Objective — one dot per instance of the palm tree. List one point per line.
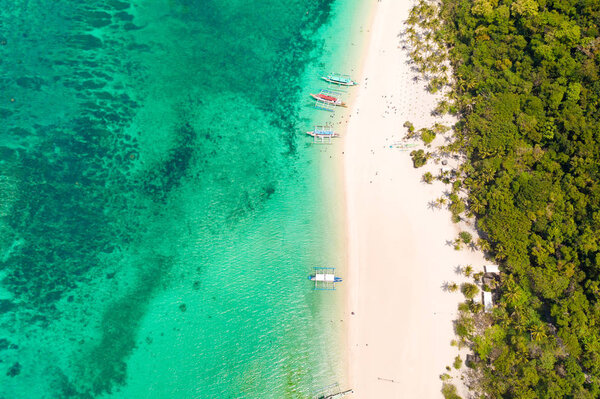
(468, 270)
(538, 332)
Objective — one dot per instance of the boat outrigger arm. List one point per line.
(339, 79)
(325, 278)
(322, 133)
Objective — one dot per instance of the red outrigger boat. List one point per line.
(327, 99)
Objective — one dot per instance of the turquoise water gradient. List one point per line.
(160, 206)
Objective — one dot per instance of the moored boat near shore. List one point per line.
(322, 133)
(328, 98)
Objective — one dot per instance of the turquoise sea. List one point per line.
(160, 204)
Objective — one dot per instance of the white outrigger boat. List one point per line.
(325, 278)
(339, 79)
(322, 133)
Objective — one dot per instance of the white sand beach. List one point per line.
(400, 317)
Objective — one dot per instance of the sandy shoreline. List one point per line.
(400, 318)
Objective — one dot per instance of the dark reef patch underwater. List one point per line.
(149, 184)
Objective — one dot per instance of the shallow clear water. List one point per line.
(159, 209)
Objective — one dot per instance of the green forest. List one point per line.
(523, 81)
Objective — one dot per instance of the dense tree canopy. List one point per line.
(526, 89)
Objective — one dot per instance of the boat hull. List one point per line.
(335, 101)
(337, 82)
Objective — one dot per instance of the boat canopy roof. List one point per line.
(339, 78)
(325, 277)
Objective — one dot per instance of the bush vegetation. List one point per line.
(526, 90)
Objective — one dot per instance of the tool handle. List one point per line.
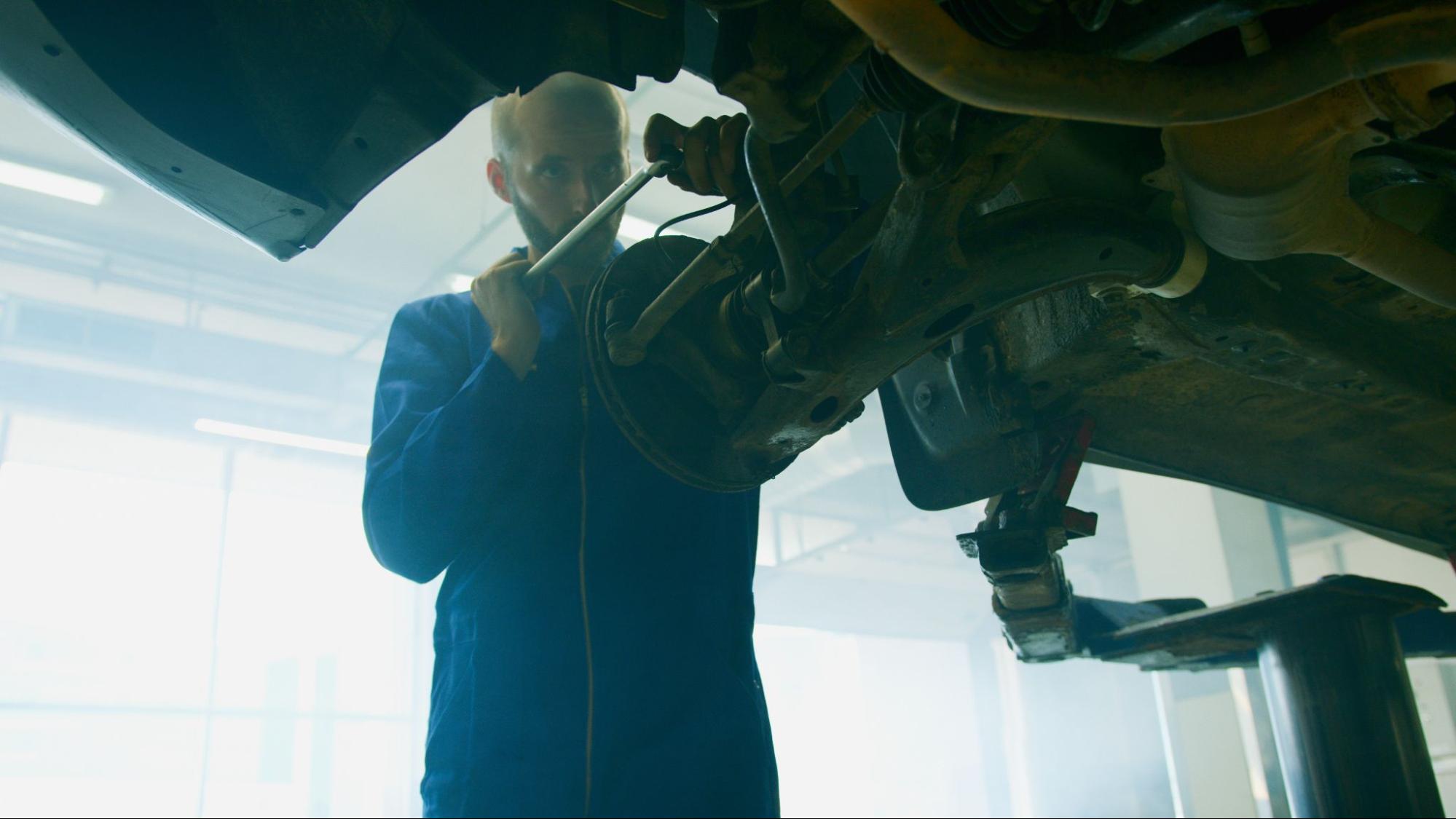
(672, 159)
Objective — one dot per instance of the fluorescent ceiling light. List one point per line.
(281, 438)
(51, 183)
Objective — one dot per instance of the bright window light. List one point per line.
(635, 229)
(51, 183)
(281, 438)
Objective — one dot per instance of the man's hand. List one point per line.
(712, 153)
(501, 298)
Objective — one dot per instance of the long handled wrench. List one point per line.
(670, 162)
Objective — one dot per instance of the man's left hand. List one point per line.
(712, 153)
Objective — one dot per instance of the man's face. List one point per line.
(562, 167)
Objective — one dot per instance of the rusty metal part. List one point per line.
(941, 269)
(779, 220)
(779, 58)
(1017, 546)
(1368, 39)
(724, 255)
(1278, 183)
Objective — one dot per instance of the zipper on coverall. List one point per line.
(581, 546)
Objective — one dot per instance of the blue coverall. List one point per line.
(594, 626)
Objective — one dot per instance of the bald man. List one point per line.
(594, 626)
______
* [What you will do] What you return must match the material above exactly, minus its pictures.

* [Task solution]
Objective — one dot per instance of the palm tree. List one point per line.
(468, 270)
(538, 332)
Objective — one dot per instance of the boat outrigger arm. List one point per line.
(339, 79)
(325, 278)
(322, 133)
Objective — one dot per instance of the red outrigger boat. List one point per line.
(327, 99)
Objective — one dot per instance of the turquoise water gradient. List one point per line.
(160, 206)
Objective — one dot per instance of the moored boat near shore. List one point per line.
(322, 133)
(328, 98)
Objective — one dot per instance of the turquoise sea. List one point per line.
(160, 204)
Objective — one dot per instance of the white outrigger boat. List one point per line.
(325, 278)
(339, 79)
(322, 133)
Objective — one dot per instance of the white sand beach. List one point per line.
(400, 317)
Objective — one dot per instance of the sandy shoreline. List one point per line.
(400, 318)
Objective — one dot per instance of the dark reef patch underwater. List one point per line.
(149, 184)
Objective — one dot per instance of the shallow clear water. List one point per line.
(159, 209)
Objective — one dot per instance of the green forest. List one point per line.
(523, 81)
Objective — one dot per instance of the dense tree canopy. List one point per line.
(526, 89)
Objective — one dot per instance of the boat hull. List one point per line.
(335, 101)
(337, 82)
Objective — one dot per instance of the boat canopy roof. List one point per line.
(339, 78)
(325, 277)
Objective — one dot per instance of the bush vegetation. List one point per line.
(526, 90)
Objective — one dot per instance of the tool handle. List one point per line.
(672, 159)
Objective — one dot per instance of the fluorescent ceiling light. List one point per line.
(281, 438)
(51, 183)
Objective — one dot per instance of the bright window light. List one point per line.
(635, 229)
(51, 183)
(281, 438)
Objective — one dot per instance of the man's hand. List one point per line.
(712, 153)
(501, 298)
Objective — one dot per instance of the long handled wrench. List one point per line.
(670, 162)
Objective — one dot per instance of the man's left hand. List one point per line.
(712, 153)
Objective — one dot per instance of the man's face. List one point per line.
(562, 167)
Objective — one dot per instance of the rusty metal part. List one point per line.
(941, 269)
(779, 220)
(779, 58)
(1017, 546)
(1368, 39)
(724, 255)
(1278, 183)
Objective — one dot per instance of the zipper on coverall. List one point per line.
(581, 546)
Objective — one dot per instance of the blue coverall. List one point per line.
(594, 626)
Objective — one dot per instance of the bald man. List one point per line.
(594, 626)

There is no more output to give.